- _Task_
Which lines in the records below contain the word "Could"? Pick out each one and copy it in full.

- _Record list_
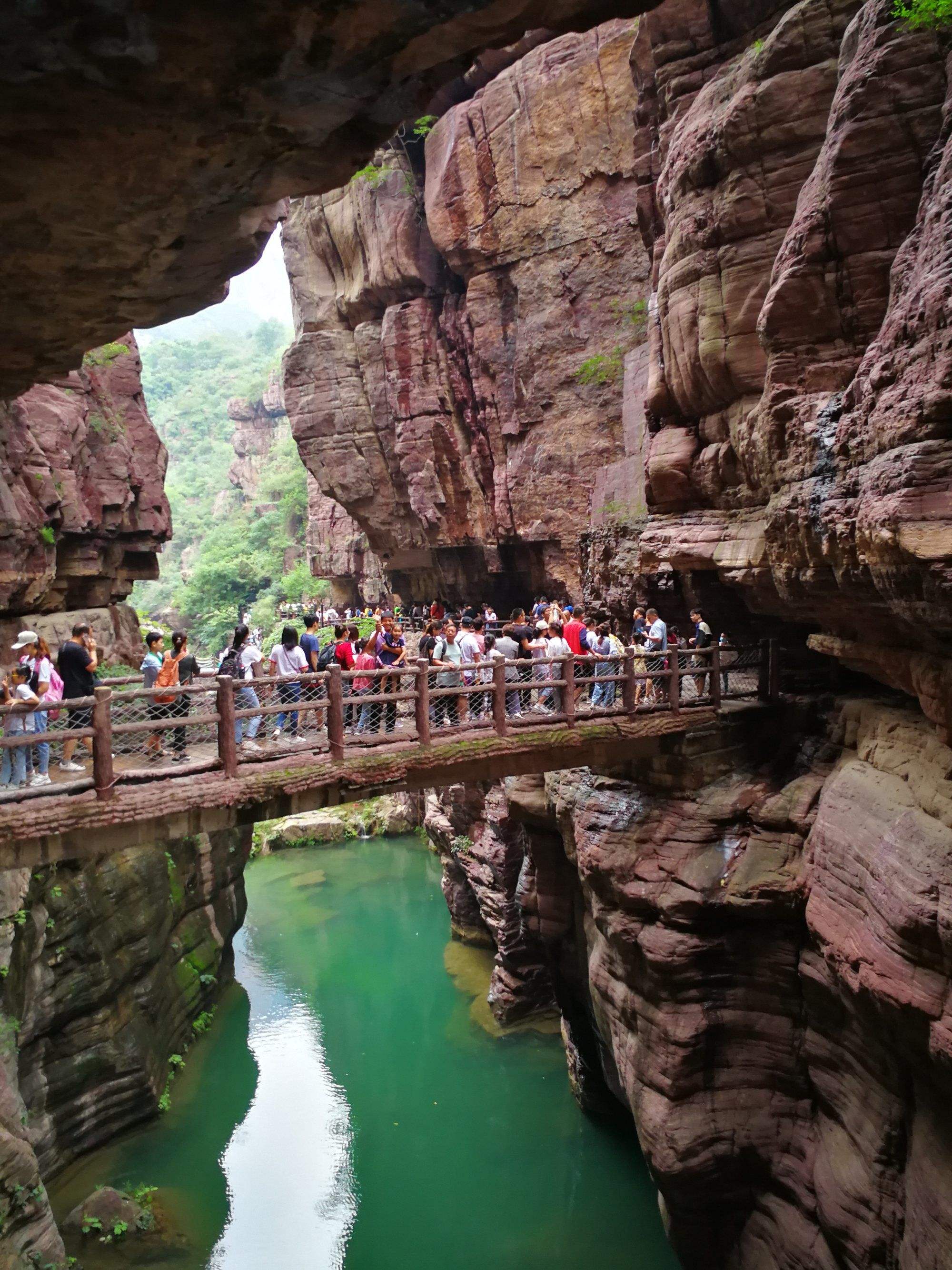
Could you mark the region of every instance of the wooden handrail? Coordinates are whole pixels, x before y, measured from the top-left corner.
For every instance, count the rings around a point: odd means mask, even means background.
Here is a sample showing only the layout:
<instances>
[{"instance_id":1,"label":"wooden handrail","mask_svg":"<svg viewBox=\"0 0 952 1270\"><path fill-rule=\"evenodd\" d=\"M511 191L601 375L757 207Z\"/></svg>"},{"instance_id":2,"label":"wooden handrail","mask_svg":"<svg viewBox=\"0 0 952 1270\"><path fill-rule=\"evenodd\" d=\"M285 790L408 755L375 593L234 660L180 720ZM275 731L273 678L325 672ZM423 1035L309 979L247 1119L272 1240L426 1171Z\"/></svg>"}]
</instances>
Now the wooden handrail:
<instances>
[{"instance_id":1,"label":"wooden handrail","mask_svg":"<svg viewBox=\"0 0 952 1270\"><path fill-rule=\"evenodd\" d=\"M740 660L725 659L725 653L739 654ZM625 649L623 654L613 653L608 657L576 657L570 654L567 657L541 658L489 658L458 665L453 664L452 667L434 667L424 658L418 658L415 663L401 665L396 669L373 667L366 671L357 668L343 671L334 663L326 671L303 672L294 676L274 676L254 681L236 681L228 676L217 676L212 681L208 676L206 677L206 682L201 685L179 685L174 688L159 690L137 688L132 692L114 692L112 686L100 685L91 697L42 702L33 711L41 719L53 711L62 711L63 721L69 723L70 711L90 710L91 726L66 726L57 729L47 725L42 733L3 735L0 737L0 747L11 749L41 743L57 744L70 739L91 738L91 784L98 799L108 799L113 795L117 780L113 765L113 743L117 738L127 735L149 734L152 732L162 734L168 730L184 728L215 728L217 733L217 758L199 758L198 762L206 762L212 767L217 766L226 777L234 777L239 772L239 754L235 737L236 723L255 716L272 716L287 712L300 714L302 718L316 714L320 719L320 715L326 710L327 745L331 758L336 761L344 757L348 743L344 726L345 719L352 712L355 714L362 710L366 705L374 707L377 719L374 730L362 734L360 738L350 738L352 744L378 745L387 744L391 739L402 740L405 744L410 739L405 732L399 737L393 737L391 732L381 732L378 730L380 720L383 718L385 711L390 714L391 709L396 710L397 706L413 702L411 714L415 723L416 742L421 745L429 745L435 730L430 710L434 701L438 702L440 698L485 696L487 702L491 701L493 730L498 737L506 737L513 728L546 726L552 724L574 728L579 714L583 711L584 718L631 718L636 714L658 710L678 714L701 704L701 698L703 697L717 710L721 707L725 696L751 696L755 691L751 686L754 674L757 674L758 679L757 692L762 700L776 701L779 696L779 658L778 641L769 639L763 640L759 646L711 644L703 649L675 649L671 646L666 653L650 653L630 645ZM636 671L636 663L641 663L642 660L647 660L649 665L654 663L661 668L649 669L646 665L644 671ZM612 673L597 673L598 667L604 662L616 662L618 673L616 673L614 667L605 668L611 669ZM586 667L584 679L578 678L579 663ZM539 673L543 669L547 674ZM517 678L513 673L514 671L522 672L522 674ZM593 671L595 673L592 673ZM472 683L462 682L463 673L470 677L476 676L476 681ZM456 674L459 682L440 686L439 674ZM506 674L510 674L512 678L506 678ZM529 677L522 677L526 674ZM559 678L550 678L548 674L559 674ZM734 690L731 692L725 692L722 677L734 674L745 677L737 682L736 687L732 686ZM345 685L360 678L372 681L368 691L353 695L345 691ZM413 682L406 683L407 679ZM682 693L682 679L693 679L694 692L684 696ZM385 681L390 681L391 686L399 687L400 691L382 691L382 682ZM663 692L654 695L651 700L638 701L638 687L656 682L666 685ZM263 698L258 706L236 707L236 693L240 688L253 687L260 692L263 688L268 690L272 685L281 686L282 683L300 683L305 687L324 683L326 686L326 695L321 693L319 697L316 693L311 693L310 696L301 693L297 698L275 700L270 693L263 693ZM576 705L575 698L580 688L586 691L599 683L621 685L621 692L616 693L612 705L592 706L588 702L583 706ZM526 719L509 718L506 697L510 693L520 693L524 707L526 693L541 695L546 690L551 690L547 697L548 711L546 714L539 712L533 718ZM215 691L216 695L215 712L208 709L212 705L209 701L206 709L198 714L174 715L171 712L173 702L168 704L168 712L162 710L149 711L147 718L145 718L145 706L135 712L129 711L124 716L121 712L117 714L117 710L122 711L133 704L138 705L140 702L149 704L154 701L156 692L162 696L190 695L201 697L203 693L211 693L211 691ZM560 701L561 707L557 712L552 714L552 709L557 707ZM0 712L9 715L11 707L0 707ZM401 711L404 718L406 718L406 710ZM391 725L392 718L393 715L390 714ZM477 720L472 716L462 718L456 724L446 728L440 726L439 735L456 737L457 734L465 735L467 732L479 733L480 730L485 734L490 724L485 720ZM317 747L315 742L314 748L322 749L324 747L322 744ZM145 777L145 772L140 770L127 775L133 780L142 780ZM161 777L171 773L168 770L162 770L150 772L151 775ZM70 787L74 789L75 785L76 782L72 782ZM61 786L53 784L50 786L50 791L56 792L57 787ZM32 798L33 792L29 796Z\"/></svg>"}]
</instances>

---

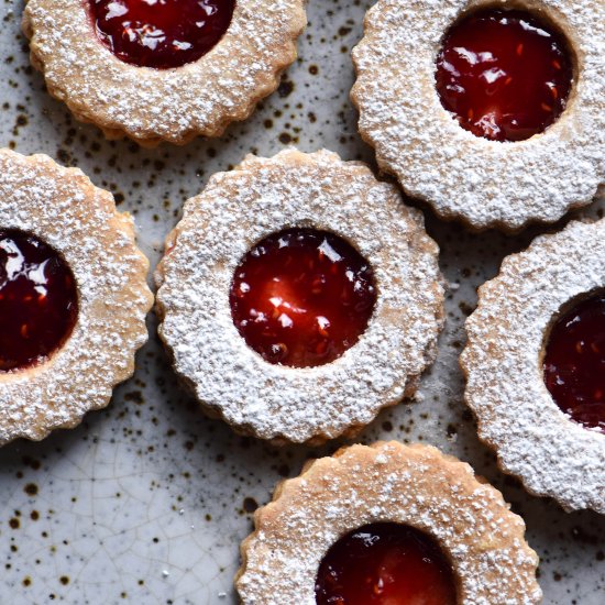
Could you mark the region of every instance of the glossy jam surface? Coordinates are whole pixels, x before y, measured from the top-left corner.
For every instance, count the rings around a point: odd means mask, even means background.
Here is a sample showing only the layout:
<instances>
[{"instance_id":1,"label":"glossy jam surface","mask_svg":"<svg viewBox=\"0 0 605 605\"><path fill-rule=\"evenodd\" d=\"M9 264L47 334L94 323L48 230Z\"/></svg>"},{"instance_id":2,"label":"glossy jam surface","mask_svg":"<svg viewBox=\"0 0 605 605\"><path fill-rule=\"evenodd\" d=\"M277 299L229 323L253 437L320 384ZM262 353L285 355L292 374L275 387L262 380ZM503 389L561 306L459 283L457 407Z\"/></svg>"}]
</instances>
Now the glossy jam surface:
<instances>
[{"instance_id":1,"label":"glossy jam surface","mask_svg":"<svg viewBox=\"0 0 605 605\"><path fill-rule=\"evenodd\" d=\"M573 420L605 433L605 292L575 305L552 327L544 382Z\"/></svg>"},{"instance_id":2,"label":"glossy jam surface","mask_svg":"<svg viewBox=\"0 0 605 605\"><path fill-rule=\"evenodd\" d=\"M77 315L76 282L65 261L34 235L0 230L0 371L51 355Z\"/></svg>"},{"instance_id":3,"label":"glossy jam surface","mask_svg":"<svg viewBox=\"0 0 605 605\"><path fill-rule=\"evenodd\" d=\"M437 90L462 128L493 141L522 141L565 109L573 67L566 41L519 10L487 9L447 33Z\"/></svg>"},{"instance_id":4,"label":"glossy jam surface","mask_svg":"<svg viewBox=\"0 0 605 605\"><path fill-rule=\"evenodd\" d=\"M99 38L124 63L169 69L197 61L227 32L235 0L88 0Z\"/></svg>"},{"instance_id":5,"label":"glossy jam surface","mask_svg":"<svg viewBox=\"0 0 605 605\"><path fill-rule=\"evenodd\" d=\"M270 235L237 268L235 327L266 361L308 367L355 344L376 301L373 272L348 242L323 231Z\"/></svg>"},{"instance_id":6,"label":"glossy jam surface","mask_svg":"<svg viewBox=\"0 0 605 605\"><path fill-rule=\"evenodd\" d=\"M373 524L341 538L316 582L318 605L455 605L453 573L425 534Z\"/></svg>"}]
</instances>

- _Exercise output_
Could you mark the region of every instance of the wooden handrail? Coordinates are whole pixels, x before y, measured from the top-left corner.
Could you mark the region of every instance of the glossy jam surface? Coordinates are whole pixels, x before y, measured from the top-left corner.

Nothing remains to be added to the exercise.